[Point annotation data]
■ ■ ■ ■

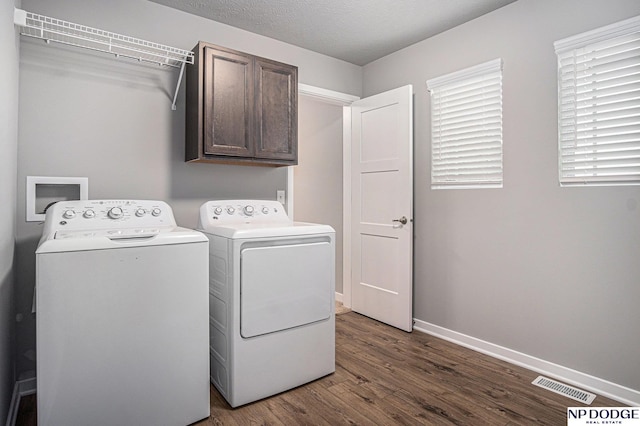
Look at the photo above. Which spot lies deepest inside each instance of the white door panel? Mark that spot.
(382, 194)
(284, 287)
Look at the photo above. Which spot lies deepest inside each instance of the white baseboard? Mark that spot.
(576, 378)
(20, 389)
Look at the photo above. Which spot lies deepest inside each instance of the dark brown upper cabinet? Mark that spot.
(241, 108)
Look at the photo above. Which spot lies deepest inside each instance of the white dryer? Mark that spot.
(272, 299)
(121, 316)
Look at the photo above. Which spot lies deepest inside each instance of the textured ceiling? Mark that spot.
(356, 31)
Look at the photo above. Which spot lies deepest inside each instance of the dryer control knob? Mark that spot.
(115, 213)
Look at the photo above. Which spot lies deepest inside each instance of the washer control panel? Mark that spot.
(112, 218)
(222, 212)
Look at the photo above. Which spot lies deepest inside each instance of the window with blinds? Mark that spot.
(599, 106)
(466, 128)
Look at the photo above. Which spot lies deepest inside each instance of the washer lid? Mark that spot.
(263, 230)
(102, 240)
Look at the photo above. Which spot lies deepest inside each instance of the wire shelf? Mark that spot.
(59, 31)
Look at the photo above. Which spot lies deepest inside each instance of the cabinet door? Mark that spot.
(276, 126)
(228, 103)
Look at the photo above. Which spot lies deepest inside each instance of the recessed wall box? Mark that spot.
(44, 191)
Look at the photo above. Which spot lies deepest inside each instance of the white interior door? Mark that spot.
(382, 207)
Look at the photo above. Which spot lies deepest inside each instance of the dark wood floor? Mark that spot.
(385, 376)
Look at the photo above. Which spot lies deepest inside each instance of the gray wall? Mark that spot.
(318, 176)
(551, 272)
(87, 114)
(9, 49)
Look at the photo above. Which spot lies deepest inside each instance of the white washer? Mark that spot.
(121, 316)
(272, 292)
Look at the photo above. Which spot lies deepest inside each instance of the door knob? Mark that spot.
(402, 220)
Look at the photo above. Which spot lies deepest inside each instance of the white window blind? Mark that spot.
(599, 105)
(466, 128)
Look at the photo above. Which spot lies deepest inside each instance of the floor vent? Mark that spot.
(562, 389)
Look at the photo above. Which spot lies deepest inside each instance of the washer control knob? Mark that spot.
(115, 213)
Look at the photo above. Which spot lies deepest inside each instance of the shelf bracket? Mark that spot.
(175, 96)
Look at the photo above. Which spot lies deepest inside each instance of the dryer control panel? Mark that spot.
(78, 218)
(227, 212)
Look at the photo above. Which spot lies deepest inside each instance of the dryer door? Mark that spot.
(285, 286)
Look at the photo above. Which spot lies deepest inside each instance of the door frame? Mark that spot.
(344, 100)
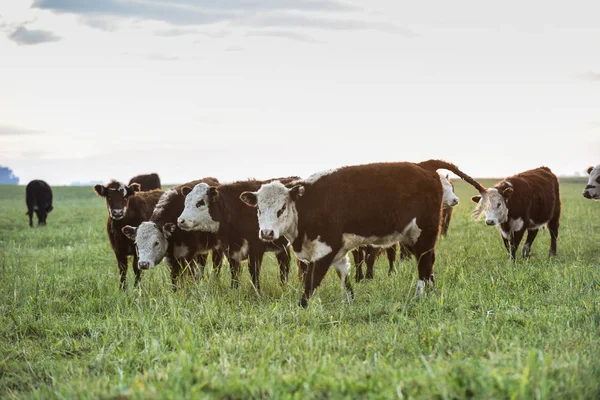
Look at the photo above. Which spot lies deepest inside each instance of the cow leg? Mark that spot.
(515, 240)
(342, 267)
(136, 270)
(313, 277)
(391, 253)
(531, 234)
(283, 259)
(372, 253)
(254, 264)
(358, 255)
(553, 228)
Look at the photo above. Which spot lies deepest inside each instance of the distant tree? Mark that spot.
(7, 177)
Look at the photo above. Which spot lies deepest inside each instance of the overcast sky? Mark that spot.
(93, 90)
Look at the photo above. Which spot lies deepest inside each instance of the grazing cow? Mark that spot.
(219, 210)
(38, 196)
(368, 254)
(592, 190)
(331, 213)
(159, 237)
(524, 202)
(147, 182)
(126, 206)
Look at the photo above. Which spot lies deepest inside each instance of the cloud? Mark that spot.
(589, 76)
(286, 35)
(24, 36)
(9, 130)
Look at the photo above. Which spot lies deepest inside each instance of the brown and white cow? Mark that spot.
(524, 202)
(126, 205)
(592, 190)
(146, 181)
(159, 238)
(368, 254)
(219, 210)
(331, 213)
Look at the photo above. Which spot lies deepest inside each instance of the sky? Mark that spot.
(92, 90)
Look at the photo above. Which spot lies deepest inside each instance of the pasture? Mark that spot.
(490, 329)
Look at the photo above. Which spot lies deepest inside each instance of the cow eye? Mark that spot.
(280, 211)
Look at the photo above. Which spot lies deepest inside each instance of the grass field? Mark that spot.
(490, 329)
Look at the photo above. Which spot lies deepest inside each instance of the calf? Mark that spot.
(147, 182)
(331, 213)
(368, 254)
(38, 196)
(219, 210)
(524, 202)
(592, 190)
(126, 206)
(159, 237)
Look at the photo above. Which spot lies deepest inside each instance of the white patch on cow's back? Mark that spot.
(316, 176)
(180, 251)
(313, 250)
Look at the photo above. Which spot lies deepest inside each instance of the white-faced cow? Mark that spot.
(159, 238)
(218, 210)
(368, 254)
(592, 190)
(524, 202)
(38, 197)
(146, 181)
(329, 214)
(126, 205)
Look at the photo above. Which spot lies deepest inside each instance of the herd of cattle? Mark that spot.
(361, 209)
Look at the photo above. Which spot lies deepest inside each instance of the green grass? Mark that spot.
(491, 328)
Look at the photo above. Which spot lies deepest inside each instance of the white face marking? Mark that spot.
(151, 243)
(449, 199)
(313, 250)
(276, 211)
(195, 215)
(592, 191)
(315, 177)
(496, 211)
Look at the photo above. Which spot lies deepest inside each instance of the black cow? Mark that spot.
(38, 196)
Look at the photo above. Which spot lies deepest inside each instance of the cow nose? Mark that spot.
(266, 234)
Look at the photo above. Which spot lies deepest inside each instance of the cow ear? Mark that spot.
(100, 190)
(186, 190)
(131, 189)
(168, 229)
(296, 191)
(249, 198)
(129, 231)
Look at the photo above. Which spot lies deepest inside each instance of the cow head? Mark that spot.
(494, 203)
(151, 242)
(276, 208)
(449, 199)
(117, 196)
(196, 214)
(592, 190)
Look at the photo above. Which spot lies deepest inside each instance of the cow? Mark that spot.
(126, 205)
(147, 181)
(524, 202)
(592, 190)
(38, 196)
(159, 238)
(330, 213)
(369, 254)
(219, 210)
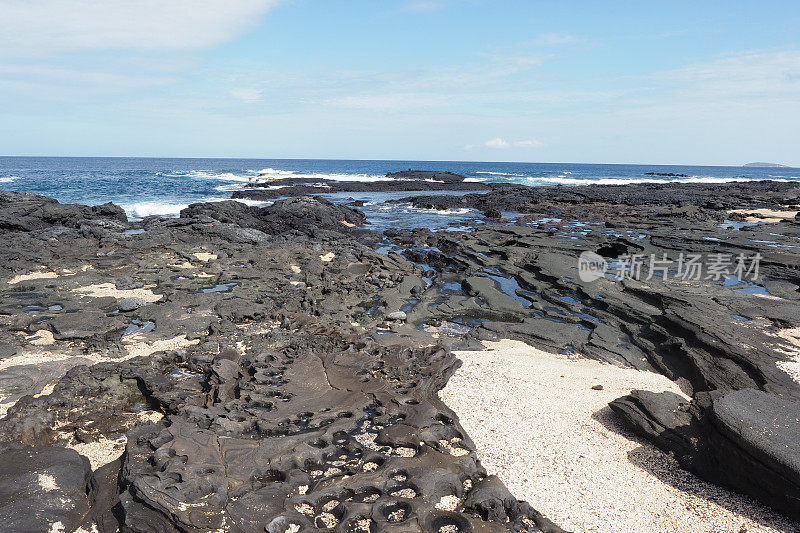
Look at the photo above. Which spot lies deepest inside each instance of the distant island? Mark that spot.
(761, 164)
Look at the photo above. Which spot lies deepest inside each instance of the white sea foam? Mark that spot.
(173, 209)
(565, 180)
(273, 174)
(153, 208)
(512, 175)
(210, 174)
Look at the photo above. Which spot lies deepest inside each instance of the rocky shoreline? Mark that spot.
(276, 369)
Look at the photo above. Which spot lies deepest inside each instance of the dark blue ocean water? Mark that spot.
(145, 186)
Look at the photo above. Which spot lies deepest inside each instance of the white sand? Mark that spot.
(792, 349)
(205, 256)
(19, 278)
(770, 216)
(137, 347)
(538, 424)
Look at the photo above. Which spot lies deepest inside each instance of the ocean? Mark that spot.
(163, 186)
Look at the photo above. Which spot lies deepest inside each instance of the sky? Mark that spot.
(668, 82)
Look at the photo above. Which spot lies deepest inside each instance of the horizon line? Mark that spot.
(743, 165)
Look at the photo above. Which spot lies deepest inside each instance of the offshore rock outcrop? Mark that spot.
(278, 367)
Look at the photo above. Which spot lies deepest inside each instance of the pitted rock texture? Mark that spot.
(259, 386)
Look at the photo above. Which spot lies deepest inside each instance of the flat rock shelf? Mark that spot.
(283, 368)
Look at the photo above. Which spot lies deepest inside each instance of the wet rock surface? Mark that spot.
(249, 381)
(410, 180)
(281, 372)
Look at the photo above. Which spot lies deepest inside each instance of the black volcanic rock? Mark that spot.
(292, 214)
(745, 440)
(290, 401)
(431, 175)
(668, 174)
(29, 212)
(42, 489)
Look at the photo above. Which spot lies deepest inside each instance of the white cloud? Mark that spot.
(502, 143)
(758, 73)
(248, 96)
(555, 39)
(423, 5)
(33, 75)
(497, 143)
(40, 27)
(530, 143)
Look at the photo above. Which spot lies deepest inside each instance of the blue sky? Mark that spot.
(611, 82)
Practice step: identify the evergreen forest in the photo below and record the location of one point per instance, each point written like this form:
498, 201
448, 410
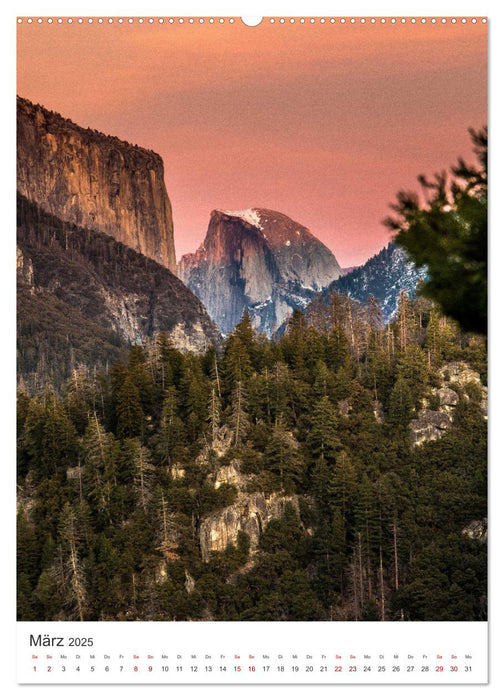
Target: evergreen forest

■ ■ ■ ■

Goal: Copy out everything from the line containing "water? Mark that spot." down through the end of the data, keeping the requests but leaving out the pictures. Shift every coordinate in the answers by subtracting 145 from each number, and leave the requests and their format samples unchanged.

Task output:
Look at the photo above. Which spot lies deepest inside each instance of the dark blue ocean water? Mark that spot.
(0, 41)
Look at the photo above. Which spot lies deepest inside each instance of the white sand? Mark that spot.
(647, 204)
(60, 111)
(-126, 133)
(625, 71)
(-8, 202)
(393, 279)
Look at the photo above. Which spot lies deepest inside each instance of the ocean? Mark that spot.
(18, 41)
Look at the photo above. Which spot lies deepest inside each instance of the sky? Mark that spot.
(523, -63)
Look at the photo above. Which spot lies deepest inside each instance of the horizon line? Mark that spot.
(598, 20)
Look at the photo above. Which spot lies deepest inside each instance of the offshore rock outcrop? Mark that spot.
(133, 222)
Look at the photo above. Which spot lies deepest inside each instance of the pitted rock texture? Mark that spot.
(114, 241)
Look at the photo above. Which spot lies deepest inside each instance of the flat rock shelf? Mark that spot.
(138, 223)
Look at the photo above. Which spot lies deepest inside each instance of the wet rock surface? Mark that spot.
(104, 236)
(265, 35)
(136, 227)
Look at the photo above. Which spot lies deepest inside each instance of the black volcanic rock? Mark that spot.
(147, 69)
(600, 295)
(145, 256)
(286, 30)
(523, 29)
(-116, 67)
(-103, 344)
Look at the photo above. Which spot lies deepest inside each instance of the white cloud? Mark that spot.
(357, -2)
(613, -72)
(103, -49)
(410, -106)
(278, -140)
(-112, -70)
(352, -2)
(-105, -118)
(385, -2)
Look at the photo above. Which spot lies deepest inside each instance of the blue sky? Mark that spot.
(466, -63)
Practice step: identify the evergreen forest in the photo below and record the location of one point per instance, each point written like this form:
498, 201
448, 410
Target: evergreen forest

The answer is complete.